*** Opening Text ***

How to Help Anxiety Sufferers

Mental Health Activism & Awareness

Suffering from anxiety means that a lot of small things can escalate into bigger things: it can range from something as minute as a picture you see on Facebook to catching someone’s eye on public transport, and the intensity of the anxiety attack can be incredibly overwhelming. It’s all very well giving advice to those who also suffer from the condition, but today I thought it might be worthwhile giving advice to those who have people in their lives who suffer from it – siblings, boyfriends/girlfriends, parents or even just friends.

Anxiety attacks are usually brought on by a trigger and as mentioned before, it can be a wide range of things. Of course, you’re not expected to analyse every single detail of your life in order to avoid triggering attacks in your loved ones, but sometimes it’s wise to be precautionary:

1. Think – think about what you’re going to say or write or do before you do it. As mentioned before, sometimes things can escalate out of control and the fundamental cause was a simple misunderstanding. It doesn’t hurt anyone to show a little consideration for those who suffer from a destructive illness.

2. Act – Do what you can to support those in need of a little love and care. Go to therapy sessions with them, help them get answers if they’re unable to find them on their own. Acts of kindness do not go amiss.

*** Closing Text ***
*** Opening Collected data ***

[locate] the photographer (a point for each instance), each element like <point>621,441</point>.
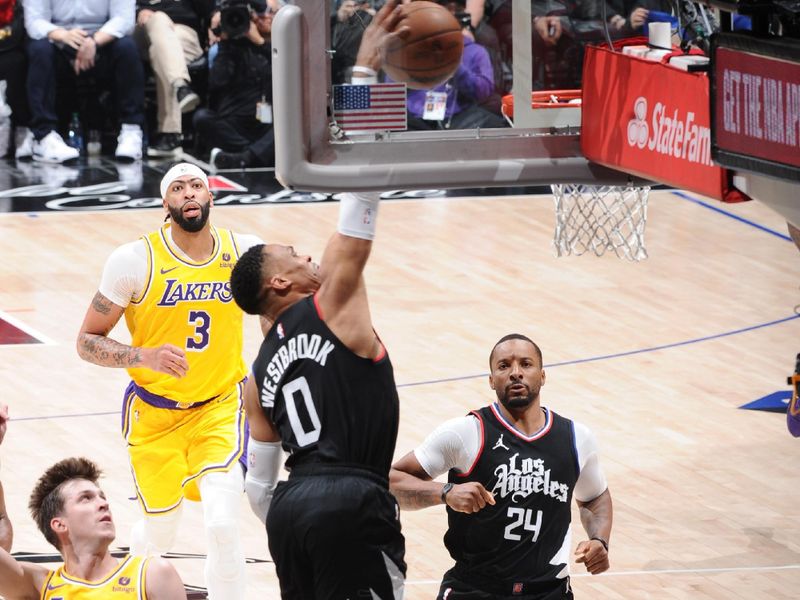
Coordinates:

*** Closing Collected data ***

* Tasks to perform:
**a.** How would you render this sentence from the piece on helping anxiety sufferers in Spanish: "Acts of kindness do not go amiss."?
**b.** Could you carry on the piece on helping anxiety sufferers from where it stops?

* Results of the exercise:
**a.** Los actos de bondad nunca están de más.

**b.**
3. Listen – If it’s a shoulder to cry on, let them tell you their problems. More likely than not, they will resolve the underlying problem if they are able to talk to someone about it aloud to willing listeners. Also, if you notice that a certain thing can upset them, avoid doing it! It sounds so simple, but surprisingly, repeating mistakes is a habit some have trouble breaking out of.

It’s most certainly not easy living with or being close to someone who suffers from anxiety. There’s no forewarning as to when an attack will come on, and it may be over something so frustratingly small that you don’t see the logic in it. But understand that this simply cannot be helped; some have it bad, some have it mild. There’s no cure for it either, just working alongside it and living with it.

Anxiety is like a black cloud looming over one’s shoulders all day every day, so even the smallest act of kindness or consideration will go a very long way.